Extracted records:

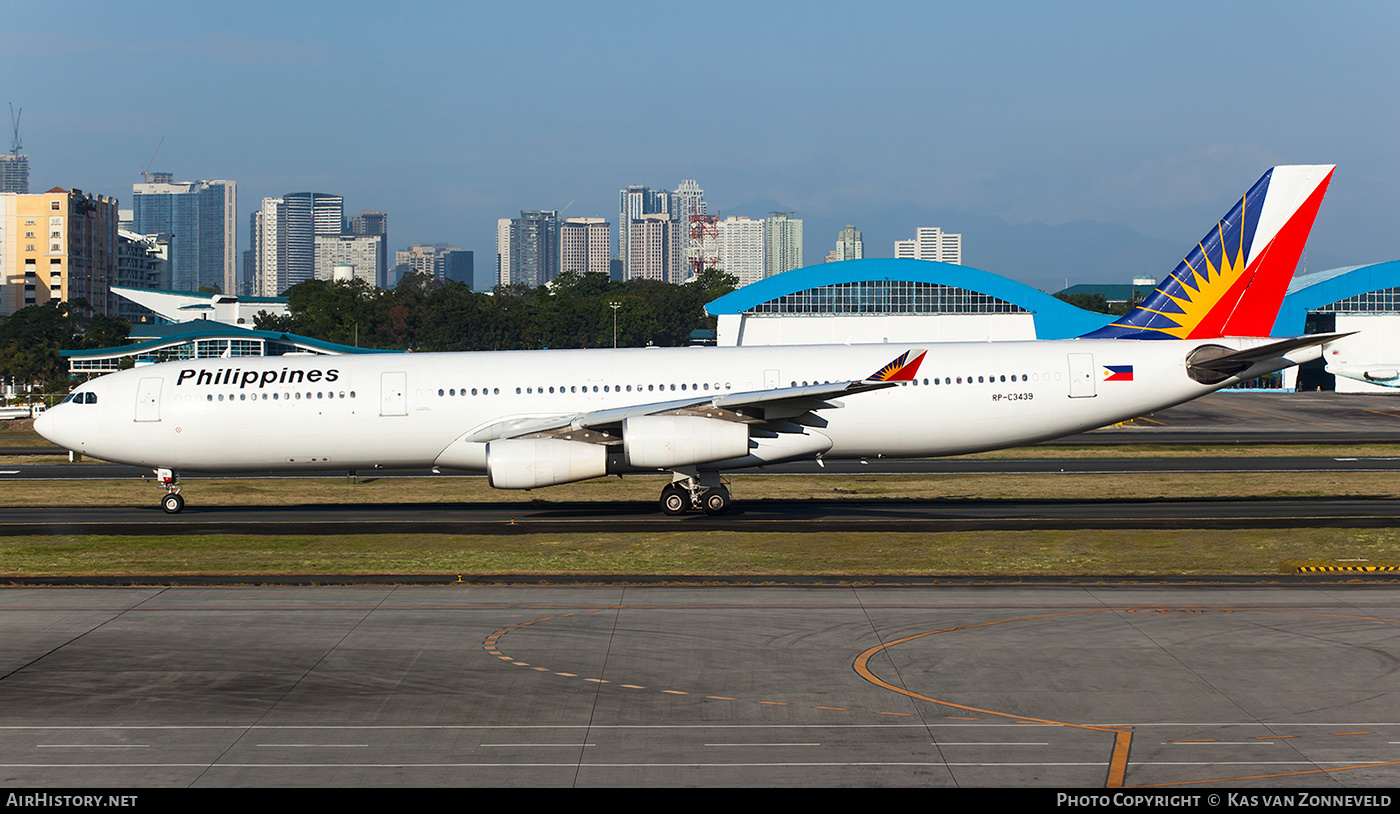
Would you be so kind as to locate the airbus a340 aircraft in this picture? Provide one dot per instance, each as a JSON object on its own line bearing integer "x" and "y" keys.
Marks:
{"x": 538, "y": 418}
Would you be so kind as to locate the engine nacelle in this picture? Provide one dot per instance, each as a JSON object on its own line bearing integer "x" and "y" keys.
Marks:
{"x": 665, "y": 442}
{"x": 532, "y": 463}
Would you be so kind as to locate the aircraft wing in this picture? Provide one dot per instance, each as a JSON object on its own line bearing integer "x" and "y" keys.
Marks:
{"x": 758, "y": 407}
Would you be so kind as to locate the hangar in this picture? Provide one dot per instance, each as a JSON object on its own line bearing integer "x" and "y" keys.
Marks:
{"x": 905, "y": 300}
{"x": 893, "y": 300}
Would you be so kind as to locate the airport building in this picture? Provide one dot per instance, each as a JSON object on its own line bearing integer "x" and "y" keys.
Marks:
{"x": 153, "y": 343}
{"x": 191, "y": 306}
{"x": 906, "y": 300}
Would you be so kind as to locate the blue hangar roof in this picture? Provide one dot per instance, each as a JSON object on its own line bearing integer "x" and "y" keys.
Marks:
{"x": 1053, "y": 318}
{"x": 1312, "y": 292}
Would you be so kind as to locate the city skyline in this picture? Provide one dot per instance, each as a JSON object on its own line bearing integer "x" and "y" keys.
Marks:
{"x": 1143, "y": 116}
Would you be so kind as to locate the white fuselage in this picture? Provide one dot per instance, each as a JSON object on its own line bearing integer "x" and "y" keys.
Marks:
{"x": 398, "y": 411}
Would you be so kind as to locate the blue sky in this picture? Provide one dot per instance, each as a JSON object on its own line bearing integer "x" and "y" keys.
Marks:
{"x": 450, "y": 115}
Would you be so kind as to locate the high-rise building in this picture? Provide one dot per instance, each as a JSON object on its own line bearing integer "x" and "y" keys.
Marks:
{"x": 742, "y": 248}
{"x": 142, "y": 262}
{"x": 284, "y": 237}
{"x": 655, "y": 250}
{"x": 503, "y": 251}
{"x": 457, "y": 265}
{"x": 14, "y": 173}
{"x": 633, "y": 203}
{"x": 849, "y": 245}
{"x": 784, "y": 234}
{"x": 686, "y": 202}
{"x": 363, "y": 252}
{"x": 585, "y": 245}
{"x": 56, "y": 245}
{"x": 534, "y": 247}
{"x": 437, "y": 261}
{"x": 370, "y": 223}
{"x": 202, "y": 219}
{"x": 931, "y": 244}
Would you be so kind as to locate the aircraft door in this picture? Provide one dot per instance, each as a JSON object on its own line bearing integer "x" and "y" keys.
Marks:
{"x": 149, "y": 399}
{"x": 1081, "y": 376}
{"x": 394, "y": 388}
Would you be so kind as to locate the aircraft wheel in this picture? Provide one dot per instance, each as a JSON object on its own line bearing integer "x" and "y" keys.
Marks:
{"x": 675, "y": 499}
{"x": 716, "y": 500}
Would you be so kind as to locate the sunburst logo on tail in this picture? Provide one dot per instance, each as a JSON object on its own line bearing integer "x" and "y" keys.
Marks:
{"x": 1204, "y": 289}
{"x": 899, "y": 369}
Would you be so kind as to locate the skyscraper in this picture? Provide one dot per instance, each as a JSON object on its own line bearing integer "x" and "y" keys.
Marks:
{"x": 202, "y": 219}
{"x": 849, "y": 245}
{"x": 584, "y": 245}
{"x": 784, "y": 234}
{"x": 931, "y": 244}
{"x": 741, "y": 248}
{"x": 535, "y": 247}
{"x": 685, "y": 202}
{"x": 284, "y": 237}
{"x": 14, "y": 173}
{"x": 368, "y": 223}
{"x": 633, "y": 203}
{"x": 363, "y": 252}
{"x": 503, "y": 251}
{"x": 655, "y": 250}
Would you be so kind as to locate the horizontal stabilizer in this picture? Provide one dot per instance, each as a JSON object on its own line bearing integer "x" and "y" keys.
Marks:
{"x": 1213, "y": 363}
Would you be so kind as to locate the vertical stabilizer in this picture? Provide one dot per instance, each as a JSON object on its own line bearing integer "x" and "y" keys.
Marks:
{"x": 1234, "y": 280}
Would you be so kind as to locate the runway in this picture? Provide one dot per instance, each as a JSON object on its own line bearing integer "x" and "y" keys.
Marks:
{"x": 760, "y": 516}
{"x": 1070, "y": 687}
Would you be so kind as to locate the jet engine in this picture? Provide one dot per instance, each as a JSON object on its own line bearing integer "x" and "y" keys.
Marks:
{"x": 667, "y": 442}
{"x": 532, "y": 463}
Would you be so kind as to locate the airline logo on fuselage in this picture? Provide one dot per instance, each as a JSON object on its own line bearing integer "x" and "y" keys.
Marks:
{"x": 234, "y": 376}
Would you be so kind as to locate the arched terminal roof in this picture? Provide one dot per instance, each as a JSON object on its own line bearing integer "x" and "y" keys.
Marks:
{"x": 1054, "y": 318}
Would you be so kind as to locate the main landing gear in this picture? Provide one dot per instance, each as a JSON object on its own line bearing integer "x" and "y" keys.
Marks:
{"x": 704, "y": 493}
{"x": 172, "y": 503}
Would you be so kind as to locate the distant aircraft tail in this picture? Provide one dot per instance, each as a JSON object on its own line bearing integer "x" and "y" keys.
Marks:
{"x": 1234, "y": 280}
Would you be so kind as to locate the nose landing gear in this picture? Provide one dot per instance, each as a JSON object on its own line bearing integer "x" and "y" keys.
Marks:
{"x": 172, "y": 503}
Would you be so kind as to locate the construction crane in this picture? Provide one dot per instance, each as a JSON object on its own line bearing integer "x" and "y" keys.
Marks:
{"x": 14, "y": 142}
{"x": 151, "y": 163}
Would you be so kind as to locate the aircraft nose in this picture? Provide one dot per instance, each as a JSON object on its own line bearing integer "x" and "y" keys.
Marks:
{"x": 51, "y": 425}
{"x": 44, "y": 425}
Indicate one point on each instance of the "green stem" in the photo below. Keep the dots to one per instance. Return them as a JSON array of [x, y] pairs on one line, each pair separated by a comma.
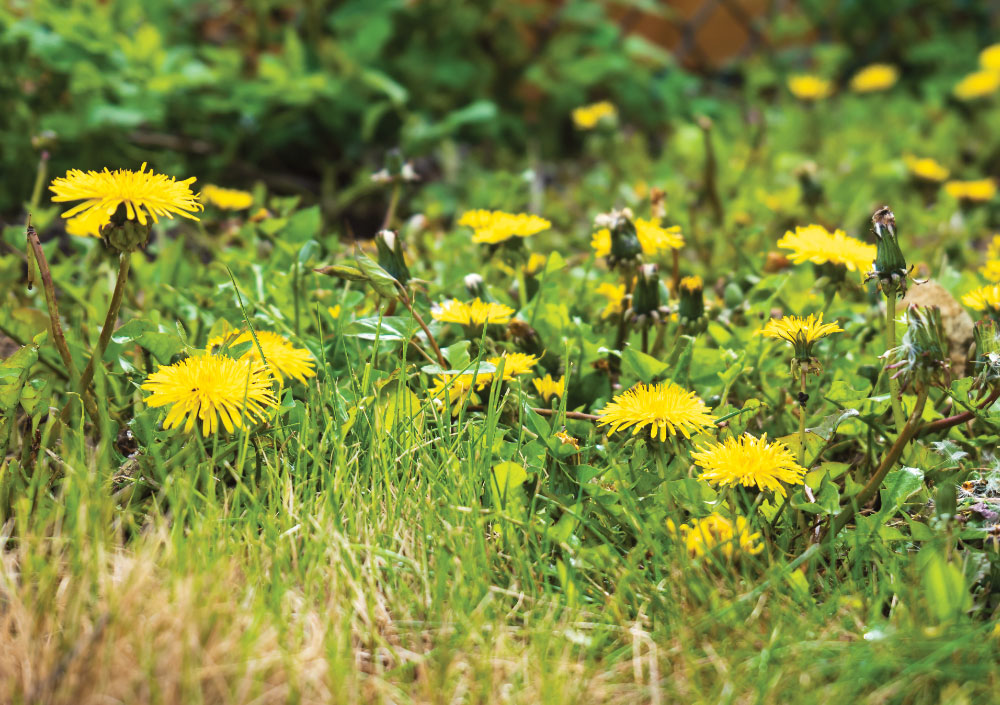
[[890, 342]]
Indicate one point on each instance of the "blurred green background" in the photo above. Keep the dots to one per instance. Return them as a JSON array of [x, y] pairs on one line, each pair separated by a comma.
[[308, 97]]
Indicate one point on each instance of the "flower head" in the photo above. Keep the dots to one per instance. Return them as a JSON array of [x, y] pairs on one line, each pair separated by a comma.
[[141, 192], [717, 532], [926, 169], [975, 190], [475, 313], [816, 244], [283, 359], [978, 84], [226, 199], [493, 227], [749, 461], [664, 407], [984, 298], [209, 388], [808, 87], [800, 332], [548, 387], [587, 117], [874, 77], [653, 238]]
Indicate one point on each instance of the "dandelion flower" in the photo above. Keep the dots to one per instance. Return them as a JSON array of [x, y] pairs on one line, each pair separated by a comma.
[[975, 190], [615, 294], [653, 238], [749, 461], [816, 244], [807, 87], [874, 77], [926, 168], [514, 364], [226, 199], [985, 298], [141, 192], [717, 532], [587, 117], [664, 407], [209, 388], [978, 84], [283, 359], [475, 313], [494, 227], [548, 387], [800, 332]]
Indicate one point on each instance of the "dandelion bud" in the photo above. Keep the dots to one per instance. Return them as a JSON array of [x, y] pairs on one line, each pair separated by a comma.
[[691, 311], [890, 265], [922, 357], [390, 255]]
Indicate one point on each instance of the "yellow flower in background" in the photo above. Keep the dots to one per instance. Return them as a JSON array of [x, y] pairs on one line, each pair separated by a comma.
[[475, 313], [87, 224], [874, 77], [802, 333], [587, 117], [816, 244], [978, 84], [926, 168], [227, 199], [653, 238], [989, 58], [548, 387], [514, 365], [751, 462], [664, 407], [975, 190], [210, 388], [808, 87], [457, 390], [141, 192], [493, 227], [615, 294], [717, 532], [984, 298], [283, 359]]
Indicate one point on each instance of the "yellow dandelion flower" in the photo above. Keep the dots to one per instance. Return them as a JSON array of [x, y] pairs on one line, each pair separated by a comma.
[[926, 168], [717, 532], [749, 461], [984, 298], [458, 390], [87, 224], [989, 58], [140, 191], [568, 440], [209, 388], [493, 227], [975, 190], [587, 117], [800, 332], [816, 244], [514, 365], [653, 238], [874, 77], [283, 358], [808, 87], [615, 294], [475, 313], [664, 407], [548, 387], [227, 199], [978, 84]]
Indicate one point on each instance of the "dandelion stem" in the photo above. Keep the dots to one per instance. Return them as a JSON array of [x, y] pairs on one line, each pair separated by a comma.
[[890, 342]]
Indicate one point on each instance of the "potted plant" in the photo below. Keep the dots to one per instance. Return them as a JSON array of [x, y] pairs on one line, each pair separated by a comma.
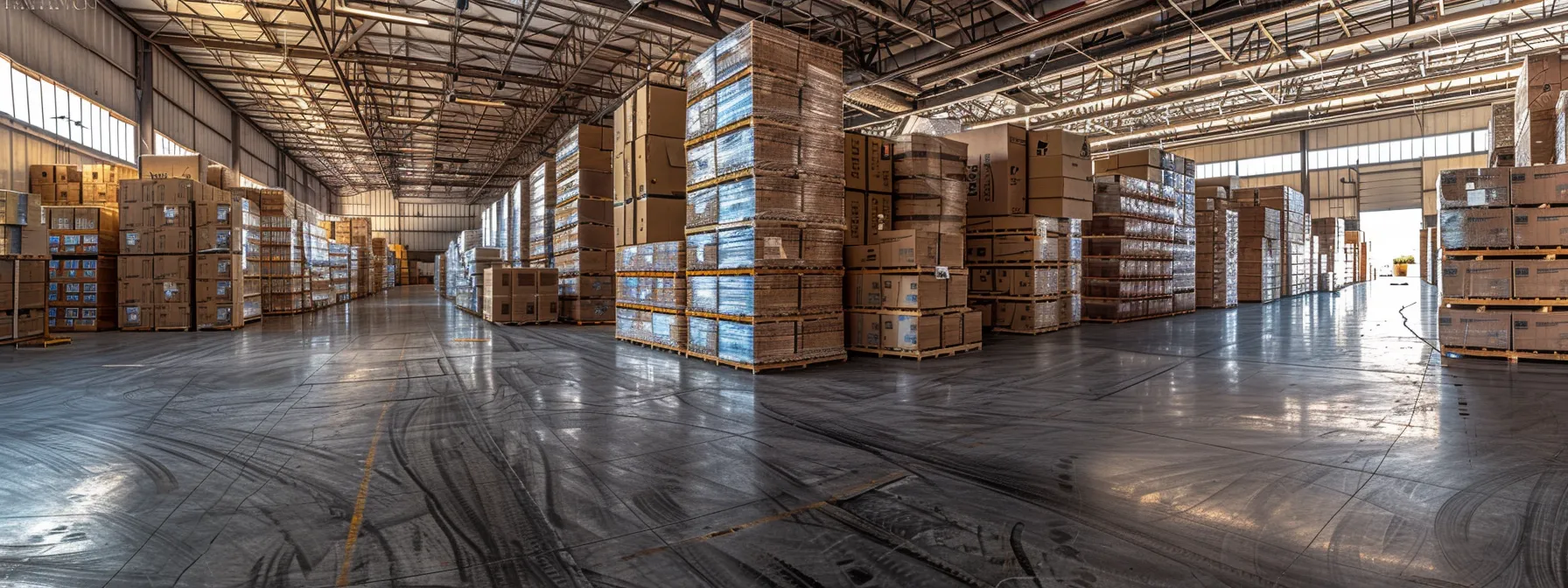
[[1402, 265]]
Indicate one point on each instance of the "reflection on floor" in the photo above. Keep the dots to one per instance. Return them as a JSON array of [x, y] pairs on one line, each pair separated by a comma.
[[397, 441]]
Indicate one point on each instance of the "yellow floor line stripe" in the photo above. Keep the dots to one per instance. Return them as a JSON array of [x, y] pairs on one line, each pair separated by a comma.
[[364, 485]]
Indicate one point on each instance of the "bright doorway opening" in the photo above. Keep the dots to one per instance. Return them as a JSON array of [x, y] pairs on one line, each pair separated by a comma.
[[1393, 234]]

* [EXERCISE REQUIREMENTS]: Copy from the entries above each line in which the string "gear" can be found.

* [RESULT OF THE EXERCISE]:
Would you be so kind as to locate the main landing gear in this picture? Provide one dot per instance, each as a JSON object on its own line bearing integer "x" and "y" keys.
Would you be so kind as to locate the nose landing gear in this picture? Provide one dot per instance, each as a JSON object on its own line bearing integer "x" and "y" keys.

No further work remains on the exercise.